• _ACTIVITY_: Reproduce the entries verbatim; no pictures.

BEGIN GIVEN INFORMATION

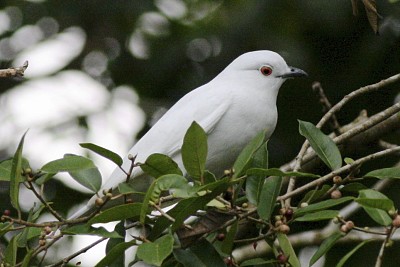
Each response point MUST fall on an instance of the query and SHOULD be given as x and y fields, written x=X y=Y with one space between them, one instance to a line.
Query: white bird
x=232 y=109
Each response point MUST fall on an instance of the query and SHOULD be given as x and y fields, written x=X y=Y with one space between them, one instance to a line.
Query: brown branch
x=363 y=90
x=44 y=202
x=343 y=169
x=83 y=250
x=326 y=106
x=14 y=72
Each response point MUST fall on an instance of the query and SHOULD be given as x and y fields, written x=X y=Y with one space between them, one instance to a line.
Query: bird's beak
x=293 y=73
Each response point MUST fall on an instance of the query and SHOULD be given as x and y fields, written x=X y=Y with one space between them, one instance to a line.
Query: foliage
x=167 y=242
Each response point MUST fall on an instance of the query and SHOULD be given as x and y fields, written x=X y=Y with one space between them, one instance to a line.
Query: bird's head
x=262 y=68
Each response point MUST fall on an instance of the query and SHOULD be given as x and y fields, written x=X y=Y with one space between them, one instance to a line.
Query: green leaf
x=322 y=205
x=44 y=177
x=117 y=213
x=157 y=165
x=288 y=250
x=227 y=244
x=322 y=144
x=6 y=166
x=318 y=216
x=257 y=261
x=278 y=172
x=85 y=229
x=23 y=237
x=349 y=254
x=269 y=194
x=5 y=227
x=206 y=253
x=187 y=207
x=176 y=183
x=254 y=183
x=15 y=175
x=348 y=160
x=353 y=187
x=382 y=204
x=27 y=258
x=108 y=154
x=89 y=178
x=385 y=173
x=156 y=252
x=313 y=195
x=127 y=189
x=69 y=163
x=117 y=256
x=245 y=157
x=326 y=245
x=10 y=253
x=194 y=150
x=378 y=215
x=116 y=252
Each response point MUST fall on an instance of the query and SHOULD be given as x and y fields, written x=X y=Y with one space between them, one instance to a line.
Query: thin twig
x=343 y=169
x=14 y=72
x=83 y=250
x=329 y=115
x=44 y=202
x=326 y=106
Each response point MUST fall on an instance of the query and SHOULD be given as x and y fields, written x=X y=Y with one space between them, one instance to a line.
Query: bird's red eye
x=265 y=70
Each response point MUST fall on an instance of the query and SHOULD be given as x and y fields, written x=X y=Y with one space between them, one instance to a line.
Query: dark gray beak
x=294 y=72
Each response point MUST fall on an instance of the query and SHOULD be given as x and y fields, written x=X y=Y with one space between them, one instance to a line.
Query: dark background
x=321 y=37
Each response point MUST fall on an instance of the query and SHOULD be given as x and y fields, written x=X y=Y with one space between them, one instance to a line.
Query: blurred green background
x=154 y=52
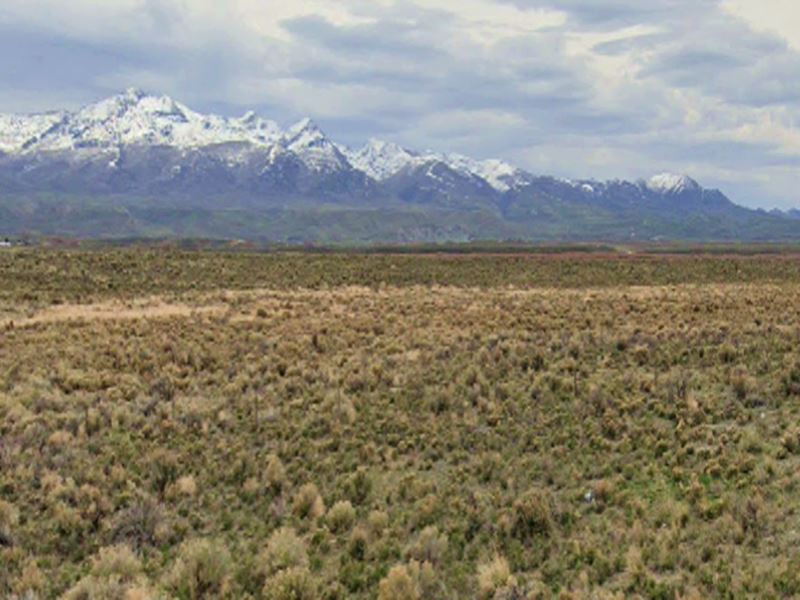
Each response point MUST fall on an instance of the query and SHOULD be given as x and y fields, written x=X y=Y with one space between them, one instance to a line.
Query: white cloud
x=601 y=88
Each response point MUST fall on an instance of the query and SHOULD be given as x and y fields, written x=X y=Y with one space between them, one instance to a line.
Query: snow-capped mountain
x=670 y=183
x=148 y=150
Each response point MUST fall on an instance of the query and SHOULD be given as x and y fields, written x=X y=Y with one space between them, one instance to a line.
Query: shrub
x=275 y=473
x=116 y=560
x=413 y=581
x=140 y=525
x=202 y=570
x=291 y=584
x=308 y=503
x=163 y=469
x=398 y=585
x=429 y=546
x=285 y=550
x=358 y=543
x=493 y=577
x=116 y=573
x=791 y=380
x=531 y=516
x=8 y=520
x=341 y=516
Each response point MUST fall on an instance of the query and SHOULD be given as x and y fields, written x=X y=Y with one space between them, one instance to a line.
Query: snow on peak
x=306 y=140
x=670 y=183
x=381 y=160
x=498 y=174
x=132 y=117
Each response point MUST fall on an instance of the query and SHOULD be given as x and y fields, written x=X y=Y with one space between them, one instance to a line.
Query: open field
x=304 y=426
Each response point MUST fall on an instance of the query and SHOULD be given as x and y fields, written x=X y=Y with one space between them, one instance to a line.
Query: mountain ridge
x=135 y=149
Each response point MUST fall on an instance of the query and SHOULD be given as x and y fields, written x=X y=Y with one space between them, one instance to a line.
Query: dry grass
x=471 y=440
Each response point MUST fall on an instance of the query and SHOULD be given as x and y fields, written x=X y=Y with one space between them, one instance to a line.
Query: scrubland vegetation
x=397 y=427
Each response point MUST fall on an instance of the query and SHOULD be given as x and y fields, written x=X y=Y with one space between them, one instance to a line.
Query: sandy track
x=151 y=308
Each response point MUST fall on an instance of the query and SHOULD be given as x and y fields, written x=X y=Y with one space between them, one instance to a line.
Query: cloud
x=577 y=88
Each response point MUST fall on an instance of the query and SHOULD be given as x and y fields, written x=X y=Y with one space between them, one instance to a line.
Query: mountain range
x=139 y=165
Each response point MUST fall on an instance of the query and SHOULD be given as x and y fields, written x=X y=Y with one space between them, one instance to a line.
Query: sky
x=599 y=89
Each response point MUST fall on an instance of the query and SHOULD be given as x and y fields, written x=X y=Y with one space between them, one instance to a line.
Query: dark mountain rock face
x=139 y=165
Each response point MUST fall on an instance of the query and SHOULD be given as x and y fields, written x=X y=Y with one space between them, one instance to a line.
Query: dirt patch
x=151 y=308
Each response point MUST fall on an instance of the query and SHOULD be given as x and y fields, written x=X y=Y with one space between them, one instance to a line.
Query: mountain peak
x=134 y=93
x=306 y=125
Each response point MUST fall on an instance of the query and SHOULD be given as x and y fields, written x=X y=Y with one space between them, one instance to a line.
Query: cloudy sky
x=574 y=88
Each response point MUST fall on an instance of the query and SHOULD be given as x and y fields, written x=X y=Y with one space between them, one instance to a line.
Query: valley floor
x=203 y=425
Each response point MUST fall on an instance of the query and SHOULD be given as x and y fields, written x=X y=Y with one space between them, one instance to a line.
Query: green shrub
x=532 y=515
x=203 y=569
x=341 y=516
x=308 y=503
x=285 y=550
x=291 y=584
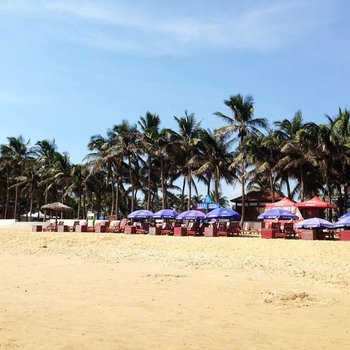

END GIVEN INFORMATION

• _SOLVED EXERCISE_:
Each response point MUST fall on an instance of the query and SHOULD be given as x and y fields, written x=X y=Y with one space between them, one instance to a line.
Query: white bird
x=232 y=109
Each response point MUST fall on an instance of the query and SHOULD be given as x and y fields, written x=X y=Y with one space between them, one instance to a line.
Query: brown branch
x=363 y=90
x=44 y=202
x=343 y=169
x=83 y=250
x=326 y=106
x=14 y=72
Each response point MUST fall on an instance of the query and SHOULD be given as x and y fields, written x=X y=Y with one space between them, one instance to a line.
Query: bird's beak
x=293 y=73
Each response point MUST fall on an instance of the query and SHOULD be given as x and y fields, written x=X y=Y with one space between them, one instance to a line.
Query: foliage
x=167 y=242
Each response point MUST fall on an instance of the query and SHOULD be given as x and y fields, written x=X y=Y with one space between them, one instance to a line.
Query: bird's head
x=262 y=68
Each response point MUST fall on an instance of the query and SHOULD be given as x and y fields, written x=X y=Y with one space between them, one instance to a line.
Query: green leaf
x=322 y=205
x=44 y=177
x=117 y=213
x=157 y=165
x=288 y=250
x=227 y=244
x=322 y=144
x=6 y=166
x=318 y=216
x=257 y=261
x=278 y=172
x=85 y=229
x=23 y=237
x=349 y=254
x=269 y=194
x=5 y=227
x=206 y=253
x=187 y=207
x=176 y=183
x=254 y=183
x=15 y=175
x=348 y=160
x=353 y=187
x=382 y=204
x=27 y=258
x=108 y=154
x=89 y=178
x=385 y=173
x=156 y=252
x=313 y=195
x=127 y=189
x=69 y=163
x=117 y=256
x=245 y=157
x=326 y=245
x=10 y=253
x=194 y=150
x=378 y=215
x=116 y=252
Each response point MUST fall on an instance of the query and SHOULD be given as x and y fields, written x=X y=Y with one space between them, one instance to a line.
Query: thin twig
x=343 y=169
x=14 y=72
x=83 y=250
x=329 y=115
x=44 y=202
x=326 y=106
Each response point MUST fall on an instance of the query and SHOULD be given as x and y fields, written x=X y=Y with one space between them, one instance to a line.
Query: bird's red eye
x=265 y=70
Each response point MUST fall on an instance of the query and SHOULD be given as x and y fields, written x=X y=Y with one space between them, one instance to a line.
Query: dark gray beak
x=294 y=72
Each response point MUST fall on an instance of the query and SHOULD be given as x and y fields, written x=X y=Y with one space between them, one instance to a line.
Query: dark background
x=321 y=37
Each response point MUST fall on an instance of the query and SHOULD be given as x and y fields, written x=X y=Y with one space between them, one instance to a line.
Query: blurred green background
x=154 y=52
Each response point MUST fall on an instance of the query and SHOULD be given as x and y fields, written x=X y=Y with one space between them, one instance to a line.
Query: white cloud
x=601 y=88
Each response point MUST fall on an instance of the query and SHOULD be given as x and y fields, written x=X y=Y with one space between them, one instance to a line.
Query: snow-capped mountain
x=670 y=183
x=148 y=150
Each response point MUST fall on an instance of the query and SHOULD be given as x and y fields, written x=X y=Y with one space between them, one instance to a line.
Query: shrub
x=275 y=473
x=116 y=560
x=413 y=581
x=140 y=525
x=202 y=570
x=291 y=584
x=308 y=503
x=163 y=469
x=398 y=585
x=429 y=546
x=285 y=550
x=358 y=543
x=493 y=577
x=116 y=573
x=791 y=380
x=531 y=516
x=8 y=520
x=341 y=516
Each response point MUST fall on an instance of the query and SHOULD be given as x and y fields, written x=X y=Y with one space between them, one instance to a line.
Query: snow on peak
x=306 y=140
x=670 y=183
x=381 y=160
x=498 y=174
x=132 y=117
Each response point MUST fall on an instance of the query and SHOULD be given as x and y fields, written x=X y=Y with one space between them, one instance to a line.
Query: open field
x=304 y=426
Each response point MUST fall on an instance of the query and SHOULD be given as x and y fields, written x=X y=Y with one space between them, one instance to a line.
Query: mountain ridge
x=135 y=149
Each response point MUST fall on an instance of the query and SHOULD be given as x and y fields, written x=X y=Y with one space between them, one instance to a line.
Query: dry grass
x=471 y=440
Each response point MUST fall on an instance of the query and SHOULD be given as x and y fields, written x=X y=Y with one space between them, one instance to a line.
Query: scrubland vegetation
x=397 y=427
Each response point MUST fall on an instance of the query and SHOULD be given as x and y fields, written x=X y=Y with one space between them, one instance to a line.
Query: sandy track
x=151 y=308
Each response point MUST fall on an instance of the query and SHOULD be given as x and y fields, written x=X y=Y with one space between them, one instance to a line.
Query: cloud
x=577 y=88
Each response point MUST fall on an instance of the query and SHOULD be given as x and y fields, written x=X y=Y with one space between them, one instance to a line.
Query: mountain range
x=139 y=165
Each response point MUST fall on an instance of the query and SHOULD be given as x and y fields, written x=X y=Y with one space between them, one instance to a line.
Query: sky
x=599 y=89
Each response point MUST fall on an instance of the query and SHOULD be given as x and y fields, written x=X y=Y with one space between them, one instance to a line.
Query: dark mountain rock face
x=139 y=165
Each response point MUST fall on an instance of the query and SHOULD be given as x and y fields, written x=X y=Y with one space between them, one instance to a line.
Query: dirt patch
x=151 y=308
Each response point MUST fall on an instance of the query and SHOULD be given as x and y fields, written x=X y=Y with one space between them, one instance to a line.
Query: mountain peak
x=134 y=93
x=306 y=125
Each response point MUST fall on an instance of the query and SHOULD be given as x and y fields, written x=X y=Y with one space between them, one instance to a line.
Query: cloudy sky
x=574 y=88
Each response point MUST fall on an instance of the query and SHOULD be given as x and y fields, written x=X y=Y with one space between them, one instance to a line.
Query: valley floor
x=203 y=425
Each response point MUST fall on an instance of the query and SHOULD be given as x and y fields, written x=X y=Y with one space between them, one instance to a line.
Query: green shrub
x=532 y=515
x=203 y=569
x=341 y=516
x=308 y=503
x=285 y=550
x=291 y=584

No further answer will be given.